However, unlike studies that found a broader range of underlying health conditions linked to poor outcomes [
17], our study did not find significant associations between underlying chronic illnesses and mortality or HAI occurrence. This difference could be due to variations in patient populations or healthcare practices, such as infection control measures, which may mitigate the effects of pre-existing conditions in some ICU settings [
18].
The higher mortality associated with CAUTI in this study aligns with findings by Al-Hasan and colleagues [
19], who reported that CAUTI significantly increased ICU mortality rates. This contrasts with some studies, where the impact of CAUTI on mortality was less pronounced [
20]. Differences in patient demographics, infection severity, and management strategies may account for these disparities.
5. Conclusion
This study highlights the critical role of invasive medical devices, particularly the intravenous central line, in increasing the risk of hospital-acquired infections in ICU patients. CAUTI emerged as a key factor associated with mortality, emphasizing the need for improved infection prevention strategies in ICU settings. The findings are largely consistent with existing literature, although further research is needed to understand the varying impacts of underlying conditions and the specific pathogens involved in ICU-associated infections.
Funding
This research received no funding.
Institutional Review Board Statement
This study was conducted in accordance with the Declaration of Helsinki and approved by the Institutional Review Board of Postgraduate Education, Training, and Research Ethics Committee, Faculty of Medicine and Health Sciences, Walter Sisulu University (HREC: 062/2023) and the Eastern Cape Department of Health (EC_202308_025).
Informed Consent Statement
Informed consent for this study was not obtained from the subjects involved because the research involved no risk to the subjects. The primary data were collected for purposes of patient management, not for research, and were de-identified to reduce the risk to privacy.
Data Availability Statement
The data that support the findings of this study are not publicly available due to privacy and ethical restrictions. The data contains sensitive information that could compromise the privacy of the research participants. As such, access to these data is restricted and Trop. Med. Infect. Dis., and can only be provided upon reasonable request to the corresponding author, subject to approval by the relevant ethics review board.
Acknowledgments
The authors acknowledge and appreciate the staff of adult ICU, NMAH Mthatha for granting the researchers permission to access their database.
Conflicts of Interest
The author declares no conflicts of interest from any quarters. This study was not funded; it was purely the authors’ initiative to research an issue that is under-researched within the province.
Authors’ Contributions
SJ: data acquisition, and development of manuscript; CBB: data analysis, interpretation of data, and manuscript development; DTA: conception and design of the work; data acquisition, manuscript development, proofreading of the final manuscript, and corresponding author.
****************
▶ **ACTIVITIES**
1. In the excerpt on ICU hospital-acquired infections, which invasive medical device does the conclusion single out as particularly increasing the risk of those infections?
2. Reproduce the passage of the excerpt on ICU hospital-acquired infections from "Acknowledgments" to "within the province.".

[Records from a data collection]
****************
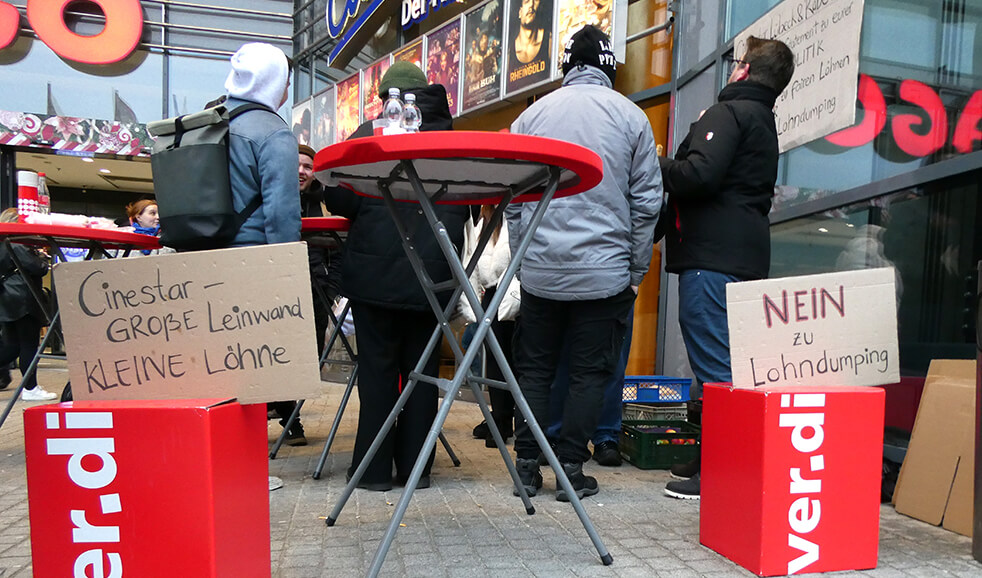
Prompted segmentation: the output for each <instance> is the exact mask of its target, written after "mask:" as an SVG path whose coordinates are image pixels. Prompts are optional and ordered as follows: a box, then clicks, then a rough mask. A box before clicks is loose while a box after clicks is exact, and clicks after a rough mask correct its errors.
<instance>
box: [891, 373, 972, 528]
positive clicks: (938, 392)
mask: <svg viewBox="0 0 982 578" xmlns="http://www.w3.org/2000/svg"><path fill="white" fill-rule="evenodd" d="M975 371H976V361H975V360H974V359H968V360H962V359H935V360H934V361H932V362H931V366H930V368H929V369H928V373H927V379H926V380H925V383H924V394H923V395H922V396H921V404H920V406H919V407H918V409H917V419H916V420H915V422H914V431H913V434H912V435H911V438H910V446H909V448H908V449H907V457H906V458H905V459H904V464H903V467H902V468H901V469H900V477H899V478H898V479H897V489H896V490H895V491H894V494H893V502H894V505H895V506H896V508H897V511H898V512H900V513H901V514H906V515H908V516H910V517H912V518H917V519H918V520H923V521H925V522H928V523H930V524H934V525H936V526H937V525H941V526H943V527H944V528H946V529H948V530H951V531H953V532H958V533H959V534H964V535H965V536H971V535H972V512H973V510H974V507H973V497H972V496H973V487H974V486H973V484H974V483H975V472H974V468H975V462H974V460H975V441H974V440H975Z"/></svg>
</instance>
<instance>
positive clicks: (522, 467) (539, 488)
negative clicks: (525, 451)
****************
▶ **ANSWERS FOR THIS EXERCISE**
1. The intravenous central line.

2.
Acknowledgments
The authors acknowledge and appreciate the staff of adult ICU, NMAH Mthatha for granting the researchers permission to access their database.
Conflicts of Interest
The author declares no conflicts of interest from any quarters. This study was not funded; it was purely the authors’ initiative to research an issue that is under-researched within the province.